Stated goal:
Report every line of the records below that contains the word "green".

:::

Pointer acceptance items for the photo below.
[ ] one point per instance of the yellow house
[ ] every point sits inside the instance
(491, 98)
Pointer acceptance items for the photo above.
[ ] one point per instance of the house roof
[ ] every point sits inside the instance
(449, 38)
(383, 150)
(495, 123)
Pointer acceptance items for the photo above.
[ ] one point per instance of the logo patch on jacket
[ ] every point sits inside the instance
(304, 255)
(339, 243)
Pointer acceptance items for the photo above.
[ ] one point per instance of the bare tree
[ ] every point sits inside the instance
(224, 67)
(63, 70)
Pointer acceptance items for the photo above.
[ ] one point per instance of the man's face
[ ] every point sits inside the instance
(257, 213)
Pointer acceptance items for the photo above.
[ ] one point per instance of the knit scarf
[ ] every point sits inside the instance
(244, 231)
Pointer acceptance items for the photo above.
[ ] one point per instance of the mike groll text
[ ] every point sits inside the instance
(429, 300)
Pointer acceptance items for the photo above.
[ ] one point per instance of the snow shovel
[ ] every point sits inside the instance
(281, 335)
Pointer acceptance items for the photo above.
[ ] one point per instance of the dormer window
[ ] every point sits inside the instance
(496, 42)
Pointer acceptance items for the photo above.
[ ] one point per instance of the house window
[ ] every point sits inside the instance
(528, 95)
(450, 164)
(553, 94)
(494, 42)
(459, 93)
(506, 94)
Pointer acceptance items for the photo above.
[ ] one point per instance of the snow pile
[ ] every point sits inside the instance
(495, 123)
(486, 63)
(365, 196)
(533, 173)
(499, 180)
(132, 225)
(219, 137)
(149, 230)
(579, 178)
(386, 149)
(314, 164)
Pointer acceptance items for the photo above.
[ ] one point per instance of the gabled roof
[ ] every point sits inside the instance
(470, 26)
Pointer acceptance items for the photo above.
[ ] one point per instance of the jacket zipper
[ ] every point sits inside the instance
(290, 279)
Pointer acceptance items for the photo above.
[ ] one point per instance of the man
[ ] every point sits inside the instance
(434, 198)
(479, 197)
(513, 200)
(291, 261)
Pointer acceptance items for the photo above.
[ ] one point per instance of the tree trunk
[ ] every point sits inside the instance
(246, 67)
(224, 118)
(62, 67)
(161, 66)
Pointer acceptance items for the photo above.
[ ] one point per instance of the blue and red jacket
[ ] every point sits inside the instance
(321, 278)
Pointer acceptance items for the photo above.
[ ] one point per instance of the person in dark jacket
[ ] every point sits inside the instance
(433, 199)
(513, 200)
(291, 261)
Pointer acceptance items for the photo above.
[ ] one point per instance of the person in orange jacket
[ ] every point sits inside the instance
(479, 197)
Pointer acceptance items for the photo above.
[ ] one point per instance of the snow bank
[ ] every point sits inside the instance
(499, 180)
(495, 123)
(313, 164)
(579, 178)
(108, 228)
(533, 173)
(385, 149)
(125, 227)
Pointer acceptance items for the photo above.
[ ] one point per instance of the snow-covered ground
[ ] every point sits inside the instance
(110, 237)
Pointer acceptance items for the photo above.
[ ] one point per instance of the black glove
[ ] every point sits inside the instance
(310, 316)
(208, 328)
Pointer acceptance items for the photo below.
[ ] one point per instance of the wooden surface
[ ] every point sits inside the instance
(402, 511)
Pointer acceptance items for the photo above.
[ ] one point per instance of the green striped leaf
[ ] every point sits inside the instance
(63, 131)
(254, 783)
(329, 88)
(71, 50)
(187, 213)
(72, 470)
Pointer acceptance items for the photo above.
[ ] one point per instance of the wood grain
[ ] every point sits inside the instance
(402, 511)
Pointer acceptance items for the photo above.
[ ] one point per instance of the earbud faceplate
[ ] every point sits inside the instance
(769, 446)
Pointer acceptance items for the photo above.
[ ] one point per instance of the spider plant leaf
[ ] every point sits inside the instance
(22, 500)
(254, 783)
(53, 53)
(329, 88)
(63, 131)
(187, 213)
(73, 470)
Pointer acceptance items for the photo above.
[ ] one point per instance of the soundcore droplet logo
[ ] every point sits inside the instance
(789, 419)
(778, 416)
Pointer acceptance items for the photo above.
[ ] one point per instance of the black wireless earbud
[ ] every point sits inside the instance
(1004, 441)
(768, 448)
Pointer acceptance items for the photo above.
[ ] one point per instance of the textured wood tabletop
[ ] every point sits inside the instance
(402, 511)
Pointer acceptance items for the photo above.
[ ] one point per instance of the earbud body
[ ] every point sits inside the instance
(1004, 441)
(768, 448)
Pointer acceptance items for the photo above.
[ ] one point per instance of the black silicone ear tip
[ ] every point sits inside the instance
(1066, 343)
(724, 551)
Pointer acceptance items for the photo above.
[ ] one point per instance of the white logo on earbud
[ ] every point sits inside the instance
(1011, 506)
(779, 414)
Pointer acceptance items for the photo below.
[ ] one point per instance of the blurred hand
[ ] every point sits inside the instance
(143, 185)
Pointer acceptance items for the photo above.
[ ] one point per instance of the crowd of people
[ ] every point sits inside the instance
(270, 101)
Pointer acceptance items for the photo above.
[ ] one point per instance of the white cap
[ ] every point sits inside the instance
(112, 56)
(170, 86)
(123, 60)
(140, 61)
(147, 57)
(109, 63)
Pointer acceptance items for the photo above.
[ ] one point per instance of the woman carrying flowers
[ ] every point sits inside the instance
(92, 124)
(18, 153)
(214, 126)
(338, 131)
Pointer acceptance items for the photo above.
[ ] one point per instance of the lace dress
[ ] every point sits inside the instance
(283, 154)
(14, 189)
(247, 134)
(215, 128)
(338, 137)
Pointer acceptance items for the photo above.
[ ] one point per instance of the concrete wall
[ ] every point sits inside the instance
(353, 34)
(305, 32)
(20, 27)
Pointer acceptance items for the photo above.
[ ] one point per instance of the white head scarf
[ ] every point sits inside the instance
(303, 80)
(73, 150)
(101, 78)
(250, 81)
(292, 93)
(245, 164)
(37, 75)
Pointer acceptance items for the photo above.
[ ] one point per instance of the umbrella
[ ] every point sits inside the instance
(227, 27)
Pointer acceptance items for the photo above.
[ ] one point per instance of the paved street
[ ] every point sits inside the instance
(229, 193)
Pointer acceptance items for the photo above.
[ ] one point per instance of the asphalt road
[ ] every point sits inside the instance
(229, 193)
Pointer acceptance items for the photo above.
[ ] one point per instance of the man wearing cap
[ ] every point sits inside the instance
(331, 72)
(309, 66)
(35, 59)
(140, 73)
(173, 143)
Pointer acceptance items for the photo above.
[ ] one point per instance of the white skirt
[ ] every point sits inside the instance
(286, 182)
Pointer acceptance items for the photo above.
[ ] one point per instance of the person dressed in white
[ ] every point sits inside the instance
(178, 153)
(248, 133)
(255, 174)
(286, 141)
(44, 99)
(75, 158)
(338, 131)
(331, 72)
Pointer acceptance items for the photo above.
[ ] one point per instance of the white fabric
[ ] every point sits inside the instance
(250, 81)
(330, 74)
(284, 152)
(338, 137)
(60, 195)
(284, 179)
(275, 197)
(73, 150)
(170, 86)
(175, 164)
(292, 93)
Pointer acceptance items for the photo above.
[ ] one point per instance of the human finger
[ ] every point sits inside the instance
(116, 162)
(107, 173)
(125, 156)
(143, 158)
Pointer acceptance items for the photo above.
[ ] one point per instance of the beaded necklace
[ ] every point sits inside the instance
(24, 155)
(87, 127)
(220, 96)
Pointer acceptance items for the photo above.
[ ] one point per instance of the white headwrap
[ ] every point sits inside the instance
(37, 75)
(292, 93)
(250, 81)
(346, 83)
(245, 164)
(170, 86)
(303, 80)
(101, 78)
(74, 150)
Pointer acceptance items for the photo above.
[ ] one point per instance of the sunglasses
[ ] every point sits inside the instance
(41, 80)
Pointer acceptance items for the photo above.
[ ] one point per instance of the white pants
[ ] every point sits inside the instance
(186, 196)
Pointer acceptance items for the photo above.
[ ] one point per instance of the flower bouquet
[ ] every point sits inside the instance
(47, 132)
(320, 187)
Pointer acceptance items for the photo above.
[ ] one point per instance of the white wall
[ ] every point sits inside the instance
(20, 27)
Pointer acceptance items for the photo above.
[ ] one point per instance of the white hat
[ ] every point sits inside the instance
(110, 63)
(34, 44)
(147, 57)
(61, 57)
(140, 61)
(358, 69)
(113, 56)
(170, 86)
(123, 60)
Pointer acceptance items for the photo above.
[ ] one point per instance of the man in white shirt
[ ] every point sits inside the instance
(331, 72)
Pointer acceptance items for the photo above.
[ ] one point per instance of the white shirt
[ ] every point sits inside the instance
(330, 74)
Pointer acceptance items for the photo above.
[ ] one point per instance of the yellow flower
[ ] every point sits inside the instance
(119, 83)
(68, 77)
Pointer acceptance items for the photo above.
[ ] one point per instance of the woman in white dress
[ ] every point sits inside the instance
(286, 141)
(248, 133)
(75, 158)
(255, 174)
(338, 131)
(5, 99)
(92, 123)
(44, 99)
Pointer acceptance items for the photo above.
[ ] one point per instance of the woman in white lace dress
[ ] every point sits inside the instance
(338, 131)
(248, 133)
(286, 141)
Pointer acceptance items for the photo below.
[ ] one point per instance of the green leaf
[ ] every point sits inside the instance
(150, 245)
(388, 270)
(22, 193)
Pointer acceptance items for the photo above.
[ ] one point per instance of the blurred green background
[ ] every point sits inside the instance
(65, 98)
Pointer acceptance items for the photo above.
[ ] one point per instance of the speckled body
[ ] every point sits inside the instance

:::

Task solution:
[ ] one point per instance of the green striped leaf
[ ] one point per instance of the green leaf
[ ] one point per instance of the blurred green background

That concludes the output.